** Start of AVAILABLE DATA **

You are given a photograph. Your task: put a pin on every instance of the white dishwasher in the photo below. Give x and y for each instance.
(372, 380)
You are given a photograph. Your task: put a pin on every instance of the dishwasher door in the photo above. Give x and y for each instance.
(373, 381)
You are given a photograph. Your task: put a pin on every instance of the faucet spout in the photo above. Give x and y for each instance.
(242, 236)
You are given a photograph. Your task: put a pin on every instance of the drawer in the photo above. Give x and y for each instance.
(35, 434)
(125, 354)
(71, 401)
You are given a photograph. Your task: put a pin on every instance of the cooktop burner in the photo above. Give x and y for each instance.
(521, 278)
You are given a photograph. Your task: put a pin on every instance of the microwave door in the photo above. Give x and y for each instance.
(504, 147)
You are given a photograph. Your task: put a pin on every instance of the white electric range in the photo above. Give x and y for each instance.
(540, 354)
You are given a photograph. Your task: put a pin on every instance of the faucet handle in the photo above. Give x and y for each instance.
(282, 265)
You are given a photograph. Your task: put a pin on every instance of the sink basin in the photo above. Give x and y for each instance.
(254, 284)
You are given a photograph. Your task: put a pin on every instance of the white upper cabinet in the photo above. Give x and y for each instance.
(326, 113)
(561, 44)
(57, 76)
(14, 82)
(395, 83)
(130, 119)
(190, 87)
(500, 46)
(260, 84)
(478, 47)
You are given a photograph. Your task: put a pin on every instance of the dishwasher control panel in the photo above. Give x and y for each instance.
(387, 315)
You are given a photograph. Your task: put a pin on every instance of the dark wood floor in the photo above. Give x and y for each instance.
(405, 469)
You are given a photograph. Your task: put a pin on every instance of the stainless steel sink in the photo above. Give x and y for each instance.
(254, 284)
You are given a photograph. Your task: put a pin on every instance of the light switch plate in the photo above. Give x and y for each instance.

** End of AVAILABLE DATA **

• WHAT TO PRODUCE:
Rewrite all of the items, changing each "put a pin on" to "mark" and leaving everything else untouched.

• ANSWER TO THIS TASK:
You are given a photograph. Your task: mark every instance of the white dishwasher in the photo below. Give x and y for each instance.
(372, 380)
You are given a photograph. Your task: mark every instance of the dishwasher door in the photo above. Give x and y for each instance.
(373, 381)
You are given a photograph. Your task: mark every instance of the faucet spout in the photo above. Give x and y for each instance.
(242, 236)
You are given a photograph. Your task: mark every instance of the drawer in the photo above. Give x and y for each instance.
(35, 434)
(125, 354)
(71, 401)
You are given a photograph. Your task: mark every instance of the cooktop burner in the photo above. Give x and y for each instance.
(521, 278)
You are given a photograph. Your task: mark every instance of the microwave door in the photo above. Give x and y for each instance.
(504, 147)
You are given a photograph. Your task: mark every instance of the white electric range in the photo above. Give x and y for each instance.
(540, 354)
You are given a photograph. Your task: mark every instance of the faucet handle in the photo above. Give x and y for each instance.
(282, 265)
You are given a photograph. Your task: mark every instance of the sink basin in the photo above. Give x and y for each instance.
(254, 284)
You are given a photograph. Your task: mark every instance of the white upper cabinet in the photo above. Give x and y for each instance.
(326, 113)
(561, 44)
(57, 76)
(14, 82)
(395, 83)
(130, 119)
(190, 87)
(500, 46)
(260, 84)
(478, 47)
You are given a photograph. Your task: mark every instance of the dishwasher control panel in the photo above. Give x and y for each instance.
(387, 315)
You are given a photograph. Your task: mark every instance of the dark wood floor in the photo above. Give x and y for each instance.
(405, 469)
You are given a photograph. Your task: mark every instance of the stainless steel sink in the photo above. Give x and y for each instance.
(254, 284)
You are given a photograph. Your task: mark every instance of the light switch plate in the photo above. Give x and y for each instance.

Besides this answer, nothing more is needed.